Instructions to follow: The line containing "the white sign." and every line after it, through the last line of the records, are to be transcribed exactly, and nothing else.

------ Exercise material ------

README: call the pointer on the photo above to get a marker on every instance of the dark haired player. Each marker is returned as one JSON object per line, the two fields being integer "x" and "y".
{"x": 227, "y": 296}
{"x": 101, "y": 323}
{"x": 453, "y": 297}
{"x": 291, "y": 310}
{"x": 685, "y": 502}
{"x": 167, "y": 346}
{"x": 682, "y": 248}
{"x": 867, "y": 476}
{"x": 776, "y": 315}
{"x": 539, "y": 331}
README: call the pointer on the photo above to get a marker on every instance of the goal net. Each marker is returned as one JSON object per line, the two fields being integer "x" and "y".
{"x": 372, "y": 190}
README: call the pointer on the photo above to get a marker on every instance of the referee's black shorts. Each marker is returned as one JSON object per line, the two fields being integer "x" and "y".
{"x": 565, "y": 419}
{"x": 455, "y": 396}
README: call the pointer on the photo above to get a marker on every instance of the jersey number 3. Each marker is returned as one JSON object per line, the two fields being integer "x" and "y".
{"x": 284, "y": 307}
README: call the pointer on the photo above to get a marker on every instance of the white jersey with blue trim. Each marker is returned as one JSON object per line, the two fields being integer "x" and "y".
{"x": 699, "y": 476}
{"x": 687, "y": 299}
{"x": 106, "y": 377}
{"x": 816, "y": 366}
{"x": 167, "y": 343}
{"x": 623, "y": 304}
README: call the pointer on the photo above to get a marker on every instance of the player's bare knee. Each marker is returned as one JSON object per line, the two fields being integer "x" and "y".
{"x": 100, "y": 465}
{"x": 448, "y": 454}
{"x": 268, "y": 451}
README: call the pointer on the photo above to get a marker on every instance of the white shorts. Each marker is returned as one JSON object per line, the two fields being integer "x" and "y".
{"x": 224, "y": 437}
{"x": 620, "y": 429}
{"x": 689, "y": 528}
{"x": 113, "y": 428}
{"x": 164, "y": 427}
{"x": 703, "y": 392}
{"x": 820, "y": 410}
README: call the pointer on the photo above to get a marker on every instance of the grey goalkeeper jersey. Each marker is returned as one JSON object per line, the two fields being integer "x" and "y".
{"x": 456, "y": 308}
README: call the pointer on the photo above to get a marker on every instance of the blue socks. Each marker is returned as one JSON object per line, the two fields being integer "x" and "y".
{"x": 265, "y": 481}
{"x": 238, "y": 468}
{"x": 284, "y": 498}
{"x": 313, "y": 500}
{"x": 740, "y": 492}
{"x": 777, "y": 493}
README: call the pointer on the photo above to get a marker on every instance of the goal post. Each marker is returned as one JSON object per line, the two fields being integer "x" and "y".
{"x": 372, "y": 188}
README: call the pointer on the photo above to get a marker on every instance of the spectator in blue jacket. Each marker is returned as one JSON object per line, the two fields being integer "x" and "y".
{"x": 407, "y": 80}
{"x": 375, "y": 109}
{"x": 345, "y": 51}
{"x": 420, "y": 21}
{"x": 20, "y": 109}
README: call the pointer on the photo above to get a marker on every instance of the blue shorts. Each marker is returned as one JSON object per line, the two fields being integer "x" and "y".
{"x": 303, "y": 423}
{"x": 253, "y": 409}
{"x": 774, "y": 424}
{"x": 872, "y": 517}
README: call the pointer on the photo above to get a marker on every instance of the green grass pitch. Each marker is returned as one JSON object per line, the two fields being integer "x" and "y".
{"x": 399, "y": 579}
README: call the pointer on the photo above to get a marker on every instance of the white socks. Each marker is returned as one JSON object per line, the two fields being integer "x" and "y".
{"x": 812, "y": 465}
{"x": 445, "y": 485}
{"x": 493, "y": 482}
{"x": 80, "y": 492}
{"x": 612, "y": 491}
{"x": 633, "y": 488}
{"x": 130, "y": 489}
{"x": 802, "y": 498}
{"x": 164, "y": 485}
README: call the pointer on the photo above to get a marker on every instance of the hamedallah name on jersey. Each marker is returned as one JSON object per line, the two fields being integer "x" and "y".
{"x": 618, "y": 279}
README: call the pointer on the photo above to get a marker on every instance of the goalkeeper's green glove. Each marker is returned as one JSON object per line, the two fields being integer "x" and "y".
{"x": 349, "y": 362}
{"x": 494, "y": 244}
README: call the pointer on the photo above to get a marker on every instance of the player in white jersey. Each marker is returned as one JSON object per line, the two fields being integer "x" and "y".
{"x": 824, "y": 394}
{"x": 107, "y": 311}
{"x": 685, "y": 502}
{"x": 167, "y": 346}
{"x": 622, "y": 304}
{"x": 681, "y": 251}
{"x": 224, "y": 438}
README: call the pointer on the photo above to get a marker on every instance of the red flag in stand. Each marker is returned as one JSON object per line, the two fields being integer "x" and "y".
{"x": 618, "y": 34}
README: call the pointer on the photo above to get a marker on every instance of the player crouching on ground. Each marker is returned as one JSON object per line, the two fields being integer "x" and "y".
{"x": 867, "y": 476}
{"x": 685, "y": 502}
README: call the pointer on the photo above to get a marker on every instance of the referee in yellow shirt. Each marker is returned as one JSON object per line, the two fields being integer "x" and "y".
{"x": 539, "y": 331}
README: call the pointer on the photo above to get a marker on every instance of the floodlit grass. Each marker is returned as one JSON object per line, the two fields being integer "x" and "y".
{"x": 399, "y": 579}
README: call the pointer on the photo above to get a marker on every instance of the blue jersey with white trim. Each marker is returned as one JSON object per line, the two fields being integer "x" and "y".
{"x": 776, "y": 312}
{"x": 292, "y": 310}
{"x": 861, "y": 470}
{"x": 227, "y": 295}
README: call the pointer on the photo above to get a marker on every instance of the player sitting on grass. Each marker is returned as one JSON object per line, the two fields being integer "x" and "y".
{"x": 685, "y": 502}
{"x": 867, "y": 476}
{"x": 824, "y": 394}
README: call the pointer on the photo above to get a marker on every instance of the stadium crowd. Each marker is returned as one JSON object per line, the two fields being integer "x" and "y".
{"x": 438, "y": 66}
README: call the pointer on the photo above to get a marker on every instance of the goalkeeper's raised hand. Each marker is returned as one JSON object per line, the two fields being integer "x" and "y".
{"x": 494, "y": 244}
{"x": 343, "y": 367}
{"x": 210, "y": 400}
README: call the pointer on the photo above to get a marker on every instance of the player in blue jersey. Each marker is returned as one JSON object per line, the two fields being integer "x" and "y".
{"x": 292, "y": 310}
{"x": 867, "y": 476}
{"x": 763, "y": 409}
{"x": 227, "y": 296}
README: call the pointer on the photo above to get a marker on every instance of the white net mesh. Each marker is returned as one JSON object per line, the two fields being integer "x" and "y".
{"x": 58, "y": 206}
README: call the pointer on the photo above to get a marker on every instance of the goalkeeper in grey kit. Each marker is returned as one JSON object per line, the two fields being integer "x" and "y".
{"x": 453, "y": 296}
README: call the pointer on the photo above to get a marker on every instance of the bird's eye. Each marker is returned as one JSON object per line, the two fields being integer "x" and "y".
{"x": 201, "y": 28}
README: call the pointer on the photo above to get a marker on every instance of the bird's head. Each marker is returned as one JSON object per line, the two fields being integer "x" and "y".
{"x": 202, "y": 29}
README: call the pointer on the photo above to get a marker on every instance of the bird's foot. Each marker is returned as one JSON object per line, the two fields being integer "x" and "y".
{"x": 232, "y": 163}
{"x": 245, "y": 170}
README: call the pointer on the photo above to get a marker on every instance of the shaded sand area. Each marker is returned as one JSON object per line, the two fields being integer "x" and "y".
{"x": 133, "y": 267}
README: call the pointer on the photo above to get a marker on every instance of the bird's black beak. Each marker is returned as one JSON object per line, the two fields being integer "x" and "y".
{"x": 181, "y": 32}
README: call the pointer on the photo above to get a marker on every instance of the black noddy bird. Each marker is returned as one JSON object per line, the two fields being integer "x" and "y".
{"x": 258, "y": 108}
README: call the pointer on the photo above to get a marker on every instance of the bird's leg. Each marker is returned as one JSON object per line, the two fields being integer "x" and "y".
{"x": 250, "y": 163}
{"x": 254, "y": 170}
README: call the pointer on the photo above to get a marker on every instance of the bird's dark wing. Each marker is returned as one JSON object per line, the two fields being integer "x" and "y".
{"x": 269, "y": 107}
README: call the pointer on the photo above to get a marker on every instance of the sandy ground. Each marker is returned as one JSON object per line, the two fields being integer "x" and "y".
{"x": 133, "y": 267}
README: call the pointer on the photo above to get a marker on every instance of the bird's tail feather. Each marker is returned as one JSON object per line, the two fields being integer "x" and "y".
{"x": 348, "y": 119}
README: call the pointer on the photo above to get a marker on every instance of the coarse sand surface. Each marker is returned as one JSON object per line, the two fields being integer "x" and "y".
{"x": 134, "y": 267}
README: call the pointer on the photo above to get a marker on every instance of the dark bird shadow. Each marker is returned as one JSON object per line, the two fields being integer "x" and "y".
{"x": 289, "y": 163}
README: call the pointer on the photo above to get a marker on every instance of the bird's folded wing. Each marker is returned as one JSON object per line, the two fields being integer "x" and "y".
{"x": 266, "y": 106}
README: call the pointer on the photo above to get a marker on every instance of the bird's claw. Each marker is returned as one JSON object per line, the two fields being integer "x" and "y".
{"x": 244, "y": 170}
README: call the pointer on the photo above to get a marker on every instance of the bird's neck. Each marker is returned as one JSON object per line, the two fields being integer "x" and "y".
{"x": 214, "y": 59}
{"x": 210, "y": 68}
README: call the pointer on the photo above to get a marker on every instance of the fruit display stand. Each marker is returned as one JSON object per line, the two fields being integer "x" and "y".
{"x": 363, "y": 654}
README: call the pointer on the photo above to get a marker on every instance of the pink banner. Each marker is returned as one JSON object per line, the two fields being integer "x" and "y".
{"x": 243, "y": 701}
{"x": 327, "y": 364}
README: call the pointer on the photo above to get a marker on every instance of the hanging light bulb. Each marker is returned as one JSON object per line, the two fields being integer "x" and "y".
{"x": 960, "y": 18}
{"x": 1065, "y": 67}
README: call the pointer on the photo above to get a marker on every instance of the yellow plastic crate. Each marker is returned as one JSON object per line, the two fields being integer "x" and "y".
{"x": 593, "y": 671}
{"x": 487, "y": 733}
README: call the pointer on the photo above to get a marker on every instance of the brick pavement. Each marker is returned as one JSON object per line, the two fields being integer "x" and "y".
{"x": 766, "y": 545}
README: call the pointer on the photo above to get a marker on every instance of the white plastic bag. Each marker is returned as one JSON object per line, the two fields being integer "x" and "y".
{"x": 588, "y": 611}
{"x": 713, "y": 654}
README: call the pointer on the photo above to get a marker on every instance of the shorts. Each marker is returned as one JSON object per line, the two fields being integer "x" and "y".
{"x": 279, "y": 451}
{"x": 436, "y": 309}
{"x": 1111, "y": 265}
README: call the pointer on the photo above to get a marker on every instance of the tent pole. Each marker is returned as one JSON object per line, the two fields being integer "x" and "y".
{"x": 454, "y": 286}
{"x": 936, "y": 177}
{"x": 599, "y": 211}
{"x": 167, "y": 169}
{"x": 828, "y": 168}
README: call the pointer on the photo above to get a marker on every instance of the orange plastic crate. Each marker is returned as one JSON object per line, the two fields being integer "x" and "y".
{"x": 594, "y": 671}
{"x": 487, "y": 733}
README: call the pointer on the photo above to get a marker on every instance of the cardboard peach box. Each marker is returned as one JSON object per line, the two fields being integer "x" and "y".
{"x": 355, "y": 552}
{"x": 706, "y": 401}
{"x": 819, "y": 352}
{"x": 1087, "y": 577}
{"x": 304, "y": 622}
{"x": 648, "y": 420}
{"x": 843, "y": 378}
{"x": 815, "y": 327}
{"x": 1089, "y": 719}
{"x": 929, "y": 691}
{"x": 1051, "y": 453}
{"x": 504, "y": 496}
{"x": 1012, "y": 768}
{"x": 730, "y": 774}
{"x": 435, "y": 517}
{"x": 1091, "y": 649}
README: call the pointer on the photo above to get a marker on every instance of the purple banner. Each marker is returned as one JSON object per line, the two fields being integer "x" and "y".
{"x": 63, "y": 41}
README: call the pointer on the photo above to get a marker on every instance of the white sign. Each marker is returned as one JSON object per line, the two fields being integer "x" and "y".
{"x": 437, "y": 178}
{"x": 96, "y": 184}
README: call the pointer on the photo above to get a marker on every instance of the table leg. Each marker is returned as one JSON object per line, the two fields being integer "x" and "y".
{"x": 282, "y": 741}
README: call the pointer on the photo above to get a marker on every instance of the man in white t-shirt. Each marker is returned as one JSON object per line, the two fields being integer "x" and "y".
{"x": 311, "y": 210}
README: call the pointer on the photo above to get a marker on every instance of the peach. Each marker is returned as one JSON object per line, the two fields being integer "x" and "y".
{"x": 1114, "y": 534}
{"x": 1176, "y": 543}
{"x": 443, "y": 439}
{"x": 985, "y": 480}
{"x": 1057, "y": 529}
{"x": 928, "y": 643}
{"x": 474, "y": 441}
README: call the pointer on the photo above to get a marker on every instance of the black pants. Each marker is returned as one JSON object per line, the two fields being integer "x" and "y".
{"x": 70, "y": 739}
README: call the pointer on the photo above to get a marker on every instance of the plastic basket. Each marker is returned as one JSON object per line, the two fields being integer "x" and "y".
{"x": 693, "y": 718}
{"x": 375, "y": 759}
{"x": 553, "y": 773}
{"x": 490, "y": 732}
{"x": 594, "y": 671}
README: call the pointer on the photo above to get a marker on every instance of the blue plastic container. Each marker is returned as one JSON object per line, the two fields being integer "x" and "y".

------

Output for this task:
README: call the pointer on the photo above to get a marker on every instance of the white sign. Each marker is returned as one JSON object per line, the two fields being integer "x" and "y".
{"x": 437, "y": 178}
{"x": 96, "y": 184}
README: call the pointer on the photo above to get a marker on every instance of the table leg. Each marker is returned as one JSON object per line, the two fields being integer "x" and "y".
{"x": 282, "y": 741}
README: call the pointer on the photo above to get a marker on every instance of the man in white t-shirt. Each marker is returned as one JSON object per line, the two fields being integer "x" and "y".
{"x": 311, "y": 210}
README: call the pointer on the photo above to get a marker on every instance of the peach. Each marker is returned as one JSON object per line, the two fields being integer "x" and "y".
{"x": 1114, "y": 534}
{"x": 1176, "y": 543}
{"x": 443, "y": 439}
{"x": 985, "y": 480}
{"x": 1057, "y": 529}
{"x": 928, "y": 643}
{"x": 474, "y": 441}
README: call the pointer on the photo above to get a marker on every instance of the black pants. Each marker is returned as one JSON object per line, the two fields being integer "x" and "y".
{"x": 70, "y": 739}
README: call the pointer on the photo above to get a marker on every instance of the plastic basket. Each marker is returned as one JSON object per line, the two fields being integer "x" and "y".
{"x": 693, "y": 718}
{"x": 375, "y": 759}
{"x": 553, "y": 773}
{"x": 490, "y": 732}
{"x": 594, "y": 671}
README: call the pointer on the photo above to get a marker on every instance of the blue plastic container. Each marker is returned as one JSON object per line, the two fields being integer "x" and "y".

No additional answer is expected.